Entries excerpted from a collection
● ● ● ● ● ● ●

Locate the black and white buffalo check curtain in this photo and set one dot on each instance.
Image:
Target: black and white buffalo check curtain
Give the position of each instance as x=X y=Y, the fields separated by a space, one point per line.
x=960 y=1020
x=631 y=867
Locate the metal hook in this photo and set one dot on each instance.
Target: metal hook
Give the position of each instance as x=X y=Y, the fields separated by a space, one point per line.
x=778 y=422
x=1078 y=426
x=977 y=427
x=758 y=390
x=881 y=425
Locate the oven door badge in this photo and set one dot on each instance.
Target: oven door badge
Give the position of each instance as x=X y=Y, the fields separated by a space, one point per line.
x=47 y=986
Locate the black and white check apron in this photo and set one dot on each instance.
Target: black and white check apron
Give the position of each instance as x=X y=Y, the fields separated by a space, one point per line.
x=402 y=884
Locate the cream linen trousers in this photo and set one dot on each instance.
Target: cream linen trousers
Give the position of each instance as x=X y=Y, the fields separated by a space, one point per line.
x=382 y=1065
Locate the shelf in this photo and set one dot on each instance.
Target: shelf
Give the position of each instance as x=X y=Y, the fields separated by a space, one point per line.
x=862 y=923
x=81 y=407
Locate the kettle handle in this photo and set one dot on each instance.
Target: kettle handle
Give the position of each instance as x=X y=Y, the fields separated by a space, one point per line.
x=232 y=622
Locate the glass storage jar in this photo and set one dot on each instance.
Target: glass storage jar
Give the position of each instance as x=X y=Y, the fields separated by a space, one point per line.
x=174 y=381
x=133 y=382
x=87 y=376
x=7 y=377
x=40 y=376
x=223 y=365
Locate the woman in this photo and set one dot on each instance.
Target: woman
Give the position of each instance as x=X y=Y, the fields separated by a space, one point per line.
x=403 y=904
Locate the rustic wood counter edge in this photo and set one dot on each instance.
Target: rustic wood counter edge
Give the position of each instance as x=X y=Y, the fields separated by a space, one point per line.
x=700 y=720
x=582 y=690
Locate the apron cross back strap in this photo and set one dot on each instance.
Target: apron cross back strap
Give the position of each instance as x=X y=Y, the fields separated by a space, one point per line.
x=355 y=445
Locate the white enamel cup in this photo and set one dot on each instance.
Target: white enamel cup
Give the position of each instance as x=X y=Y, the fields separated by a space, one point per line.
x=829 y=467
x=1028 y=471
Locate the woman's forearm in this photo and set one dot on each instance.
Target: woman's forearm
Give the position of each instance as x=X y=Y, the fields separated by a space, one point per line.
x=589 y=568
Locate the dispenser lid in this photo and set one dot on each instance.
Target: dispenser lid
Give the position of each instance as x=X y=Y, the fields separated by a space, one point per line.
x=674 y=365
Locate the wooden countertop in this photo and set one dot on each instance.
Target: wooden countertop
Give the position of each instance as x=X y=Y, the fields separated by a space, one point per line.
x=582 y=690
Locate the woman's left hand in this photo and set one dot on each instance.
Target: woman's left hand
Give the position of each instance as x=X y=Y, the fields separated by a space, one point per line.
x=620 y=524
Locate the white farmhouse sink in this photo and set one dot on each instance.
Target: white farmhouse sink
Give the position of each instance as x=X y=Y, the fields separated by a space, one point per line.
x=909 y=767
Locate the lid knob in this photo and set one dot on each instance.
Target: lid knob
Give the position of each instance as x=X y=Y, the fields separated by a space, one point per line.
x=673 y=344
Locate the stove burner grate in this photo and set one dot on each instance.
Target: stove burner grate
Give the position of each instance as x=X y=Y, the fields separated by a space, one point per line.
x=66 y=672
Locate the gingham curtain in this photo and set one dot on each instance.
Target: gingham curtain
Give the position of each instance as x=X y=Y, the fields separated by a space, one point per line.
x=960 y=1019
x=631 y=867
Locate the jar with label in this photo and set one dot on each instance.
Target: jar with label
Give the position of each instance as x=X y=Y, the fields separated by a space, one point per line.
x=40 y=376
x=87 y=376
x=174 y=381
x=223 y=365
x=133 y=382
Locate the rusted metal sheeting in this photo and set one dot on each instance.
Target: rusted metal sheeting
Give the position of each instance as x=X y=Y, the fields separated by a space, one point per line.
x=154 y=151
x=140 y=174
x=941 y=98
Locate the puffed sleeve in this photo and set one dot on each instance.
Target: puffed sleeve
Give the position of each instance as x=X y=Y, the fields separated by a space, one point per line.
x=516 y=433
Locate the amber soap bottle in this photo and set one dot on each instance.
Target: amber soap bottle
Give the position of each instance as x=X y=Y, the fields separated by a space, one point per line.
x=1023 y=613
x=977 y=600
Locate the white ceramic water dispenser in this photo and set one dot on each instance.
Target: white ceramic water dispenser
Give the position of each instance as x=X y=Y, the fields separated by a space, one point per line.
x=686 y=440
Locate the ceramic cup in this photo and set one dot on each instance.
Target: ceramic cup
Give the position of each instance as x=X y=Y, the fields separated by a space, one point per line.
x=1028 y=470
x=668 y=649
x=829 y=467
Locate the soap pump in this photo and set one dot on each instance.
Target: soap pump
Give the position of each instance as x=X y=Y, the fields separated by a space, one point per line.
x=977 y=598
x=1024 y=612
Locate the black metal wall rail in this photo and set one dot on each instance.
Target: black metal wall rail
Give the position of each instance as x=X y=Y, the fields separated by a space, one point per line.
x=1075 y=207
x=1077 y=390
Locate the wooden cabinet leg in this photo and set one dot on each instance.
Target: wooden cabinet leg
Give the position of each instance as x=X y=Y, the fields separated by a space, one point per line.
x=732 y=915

● ● ● ● ● ● ●

EXERCISE DESCRIPTION: Rewrite everything from the line containing "Locate the black and white check" down to the line containing "x=402 y=884", changing "apron" to "tea towel" and leaving the rest untouched. Return only those lines.

RESULT OF THIS TASK:
Locate the black and white check tea towel in this photo and set one dot on each instance.
Target: black and white check tea towel
Give the position of each instance as x=X y=Y, the fields separated by a space, one point per line.
x=402 y=884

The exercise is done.